Writing an artist’s statement on his website, Grant likened his documentary style to that of traditional Chinese painters who use brushes made of fine human hair and were thus forced to concentrate on fine detail rather than grand themes. “The Chinese artist strove to discover the most meaningful limitation of the theme or moment and then worked to express himself within that limited convention and to discover the subtle threads within its form which echoed a fundamental human truth. When I write or direct, I have learned that, by expressing the finite brush strokes found within the appropriate limitation, then and only then, could I begin to communicate anything of substance to an audience.”

 

While filming the events of the unfolding revolution, including capturing scenes of the violence between the two sides, Grant noticed one media figure above all others. “There was a white-haired reporter who was even older than me, but he was always out in the front line when other journalists had retreated.” Grant wasn’t surprised to discover it was the BBC’s John Simpson. “I worked with [BBC Nationwide presenter] Bernard Falk back in the 70s and we got on well, mainly because I was the only one who dared go out drinking with him. Having worked with crews around the world, I have to say BBC crews were always the ultimate.”

 

Grant’s first round of filming came to an unexpectedly premature end. “An Al-Jazeera cameraman who was staying down the hall from us was killed. We were then told that we had been followed by government officials ourselves. We left early the next morning, switched cars a couple of times, then drove at 70 miles an hour all the way to Cairo.”

 

Upon returning to the US, Grant was forced to stop work on the movie for most of the following year after his mother developed a long-term illness and required continuous medical care. During this time he made only a brief return to film in Libya, visiting the last place the Gadaffi family was spotted before deposed leader Muammar Gadaffi’s capture and killing by rebel militia.

 

Around nine months after his mother’s death, Grant saw The Square, an Egyptian-American documentary about the overthrow of the Mubarak regime in Cairo. “There was nothing like that about Libya. The BBC had done a documentary called Mad Dog about Gadaffi, but it didn’t get shown in America. I decided last November that, come hell or high water I wanted to finish my movie.”

 

Between his mother’s illness and the time he’d spent on the documentary rather than on paid work, Grant has fallen into serious financial difficulties and says he has been forced to sell many personal possessions.

 

He’s run a crowdfunding campaign on the Indiegogo site and used this money towards a final shooting trip to Libya where he investigated the 2012 attack on the American embassy in Benghazi, something that he hopes will increase the documentary’s appeal in the US market.

Action item>
In the excerpt about Grant's Libya documentary, why did Grant stop work on the movie for most of the year after he returned to the US?

Information given>

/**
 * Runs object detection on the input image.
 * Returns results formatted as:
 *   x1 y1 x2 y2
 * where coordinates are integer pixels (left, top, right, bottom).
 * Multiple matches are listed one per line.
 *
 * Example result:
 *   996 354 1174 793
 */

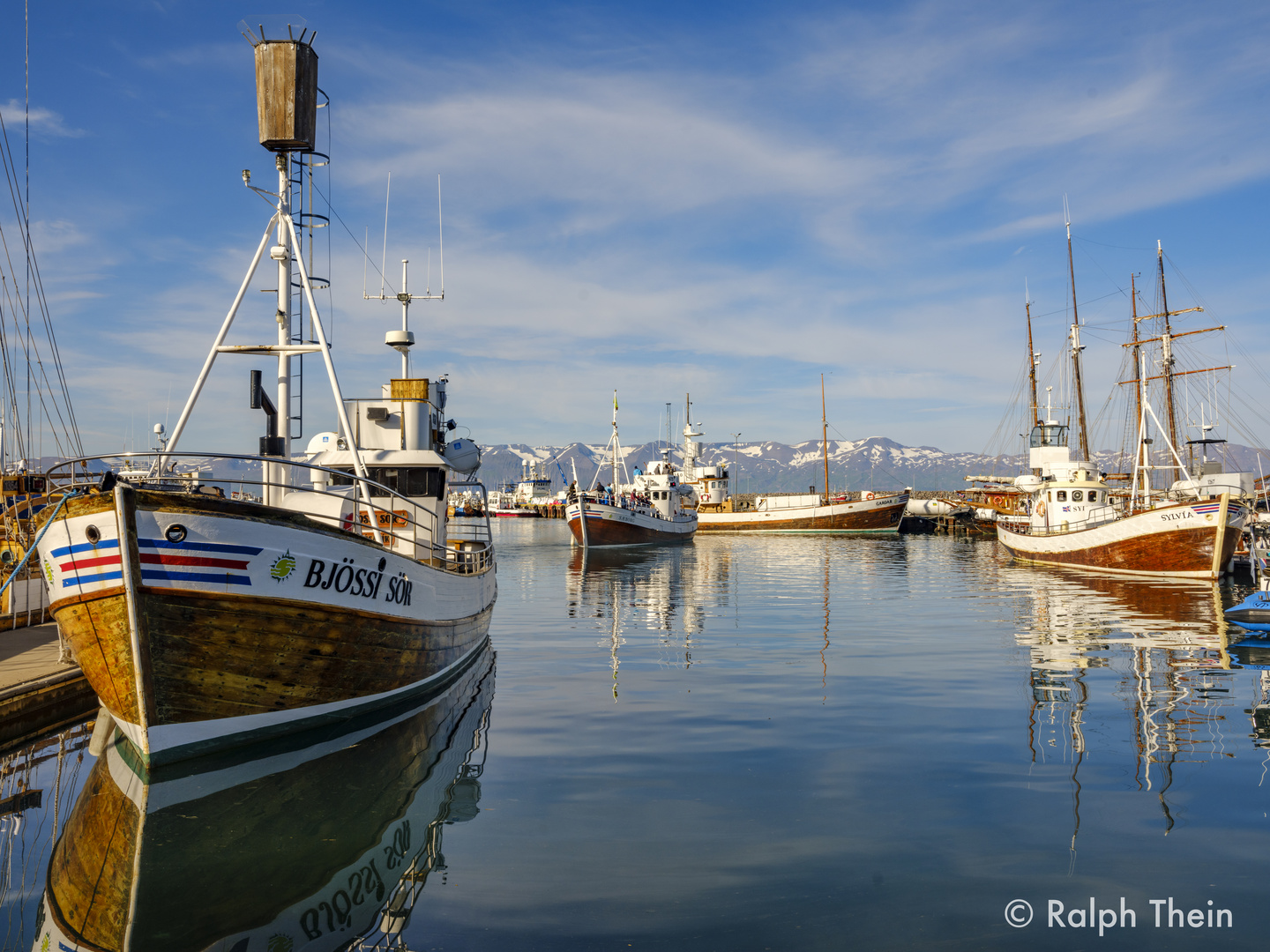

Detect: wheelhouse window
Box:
332 465 445 499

Result below>
His mother developed a long-term illness and needed continuous medical care.